- 出典文書

アルカリマンガン乾電池
アルカリマンガン乾電池とは
いわゆるアルカリ電池のことです。プラス極に二酸化マンガン、マイナス極に亜鉛を用い、電解液に水酸化カリウムを用いる一次電池の1種です。同じ一次電池でマンガン乾電池がありますが、そのマンガン乾電池の材料や中の構造を変えて進化したものがアルカリマンガン乾電池(アルカリ電池)になります。
歴史
乾電池そのものの発明者として、1888年頃にドイツのガスナーという人が現在の電池によく似た電池を発明したという説がありますが、1885年頃に日本で屋井先蔵という人が発明したという説もあります。その後1959年にカナダでルイス・アリーという人がアルカリマンガン乾電池(アルカリ電池)を発明し、1964年に日本でアルカリマンガン乾電池の販売が開始されました。
アルカリマンガン乾電池の特徴
アルカリマンガン乾電池はマンガン乾電池と同じ一次電池ですが、アルカリマンガン乾電池はマンガン乾電池の約3~5倍のパワーがあり、その分長持ちするため、デジタルカメラやCDプレーヤー、携帯ラジオや模型自動車などの大きな電流を必要とする機器に向いています。
マンガン乾電池との違い
マンガン乾電池もアルカリマンガン乾電池(アルカリ電池)も同じ一次電池で、電池の中でもよく知られている種類です。
使われている材料も共通しているものがあり、プラス極の材料に二酸化マンガン、マイナス極の材料に亜鉛を使っていますが、より大きなパワーを出し、長持ちさせるために二酸化マンガンや亜鉛の量を増やしたり、中の構造をマンガン乾電池と違うものにしたり、電解液が酸化亜鉛を飽和近くまで溶解させた水酸化カリウムに変えて作られたりしています。
アルカリマンガン乾電池はマンガン乾電池よりもパワーがあり、長持ちするという特徴に対して、マンガン乾電池は材料である二酸化マンガンや亜鉛の量がアルカリマンガン乾電池よりも少なく、中の構造が違うため、アルカリマンガン乾電池にパワーの面で劣りますが、休み休み使うと電圧が回復するという特徴があります。
デジタルカメラやCDプレーヤーなどの大きな電流を必要とする機器に使うとアルカリマンガン乾電池を入れて使った状態よりも電池の減りが早く、すぐに無くなってしまうため、不向きですが、懐中電灯や時計、リモコンなどの小さな電流で休み休み使う機器に向いています。

- 作業内容
上記のアルカリマンガン乾電池についての解説文を、最後の文に続けて書き進めてください。 次に示す資料は、ここでの作業とは一切関係がありません。

- 提示資料
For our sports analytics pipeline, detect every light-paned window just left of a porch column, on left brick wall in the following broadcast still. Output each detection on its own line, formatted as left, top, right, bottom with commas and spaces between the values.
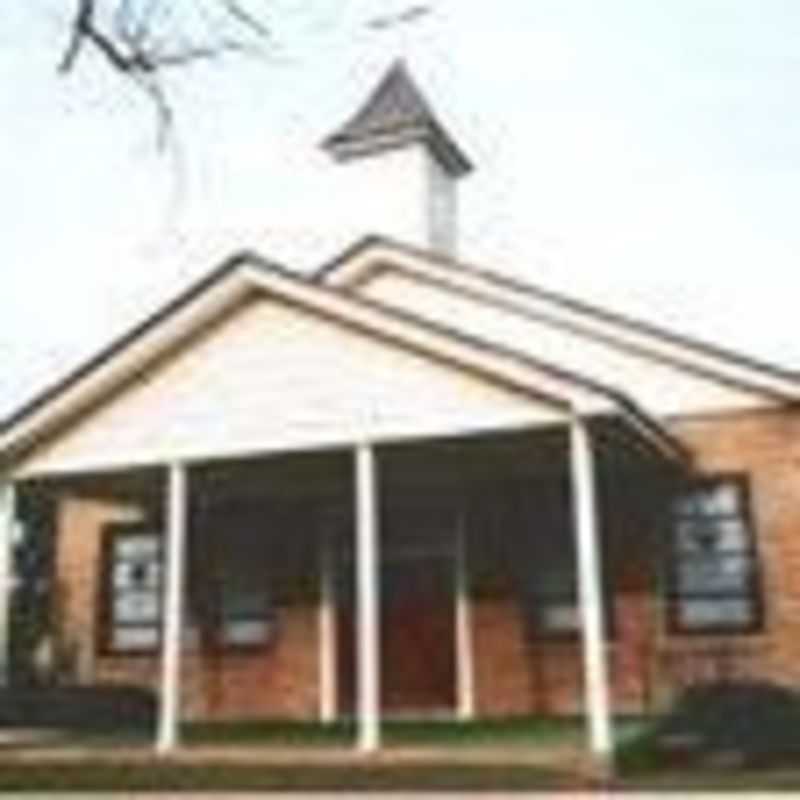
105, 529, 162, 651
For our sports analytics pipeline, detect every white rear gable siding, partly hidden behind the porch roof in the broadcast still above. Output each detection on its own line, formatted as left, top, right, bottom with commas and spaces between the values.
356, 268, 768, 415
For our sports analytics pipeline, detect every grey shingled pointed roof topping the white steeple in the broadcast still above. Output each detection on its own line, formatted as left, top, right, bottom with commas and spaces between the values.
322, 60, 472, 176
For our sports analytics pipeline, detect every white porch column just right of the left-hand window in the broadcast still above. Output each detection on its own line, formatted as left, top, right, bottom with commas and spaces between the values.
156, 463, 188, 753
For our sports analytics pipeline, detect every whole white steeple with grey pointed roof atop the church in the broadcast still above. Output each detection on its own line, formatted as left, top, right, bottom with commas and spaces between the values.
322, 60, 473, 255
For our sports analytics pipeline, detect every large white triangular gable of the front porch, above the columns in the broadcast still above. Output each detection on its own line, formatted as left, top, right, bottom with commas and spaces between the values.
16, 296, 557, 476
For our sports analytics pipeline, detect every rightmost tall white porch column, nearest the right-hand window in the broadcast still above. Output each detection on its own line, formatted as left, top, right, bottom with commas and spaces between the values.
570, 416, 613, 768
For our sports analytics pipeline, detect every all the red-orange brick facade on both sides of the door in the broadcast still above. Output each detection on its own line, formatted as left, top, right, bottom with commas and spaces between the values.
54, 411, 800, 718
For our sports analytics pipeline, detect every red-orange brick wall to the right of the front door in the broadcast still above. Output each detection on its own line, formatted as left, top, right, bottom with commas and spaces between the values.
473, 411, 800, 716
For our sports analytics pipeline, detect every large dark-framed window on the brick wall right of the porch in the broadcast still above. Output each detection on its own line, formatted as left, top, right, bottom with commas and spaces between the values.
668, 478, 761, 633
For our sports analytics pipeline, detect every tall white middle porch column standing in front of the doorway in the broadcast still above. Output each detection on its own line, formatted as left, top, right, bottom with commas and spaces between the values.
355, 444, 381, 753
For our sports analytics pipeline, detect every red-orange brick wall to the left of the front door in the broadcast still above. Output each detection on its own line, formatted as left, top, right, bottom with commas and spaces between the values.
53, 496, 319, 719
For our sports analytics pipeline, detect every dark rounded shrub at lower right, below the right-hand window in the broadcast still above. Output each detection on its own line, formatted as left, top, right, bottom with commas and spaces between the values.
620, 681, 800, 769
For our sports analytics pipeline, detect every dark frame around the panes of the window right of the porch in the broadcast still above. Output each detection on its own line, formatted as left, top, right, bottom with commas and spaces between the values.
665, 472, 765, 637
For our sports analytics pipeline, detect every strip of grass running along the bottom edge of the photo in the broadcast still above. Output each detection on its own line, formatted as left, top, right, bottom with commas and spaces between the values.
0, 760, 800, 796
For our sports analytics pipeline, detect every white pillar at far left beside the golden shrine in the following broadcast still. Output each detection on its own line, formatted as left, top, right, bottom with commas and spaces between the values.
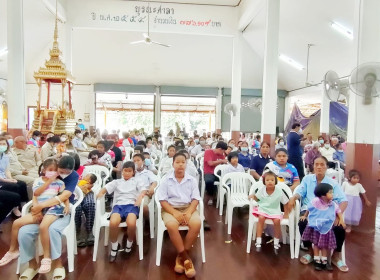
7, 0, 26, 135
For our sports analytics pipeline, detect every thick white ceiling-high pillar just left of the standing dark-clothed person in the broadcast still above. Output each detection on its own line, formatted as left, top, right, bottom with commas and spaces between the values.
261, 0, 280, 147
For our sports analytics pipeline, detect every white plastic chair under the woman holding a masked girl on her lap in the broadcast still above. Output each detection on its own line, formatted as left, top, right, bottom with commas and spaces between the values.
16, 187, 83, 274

- 記述回答
二次電池との違い
アルカリマンガン乾電池などの一次電池は一度使い切ると処分する使い切りのものですが、二次電池は使い切っても充電することによって繰り返し使うことが出来ます。
コストパフォーマンスなどを考えた時に、一見二次電池の方が良さそうに見えますが、災害時などに安定した電力をコンセントから得られず、二次電池の大きな特徴である再利用が出来ない。二次電池は繰り返して使うため、故障しやすい場面では気軽に使えないというデメリットがあります。
それに対してアルカリマンガン乾電池などの一次電池は充電出来ない場面でも使え、使い捨てなので壊れても気軽に買い直せるというメリットがあります。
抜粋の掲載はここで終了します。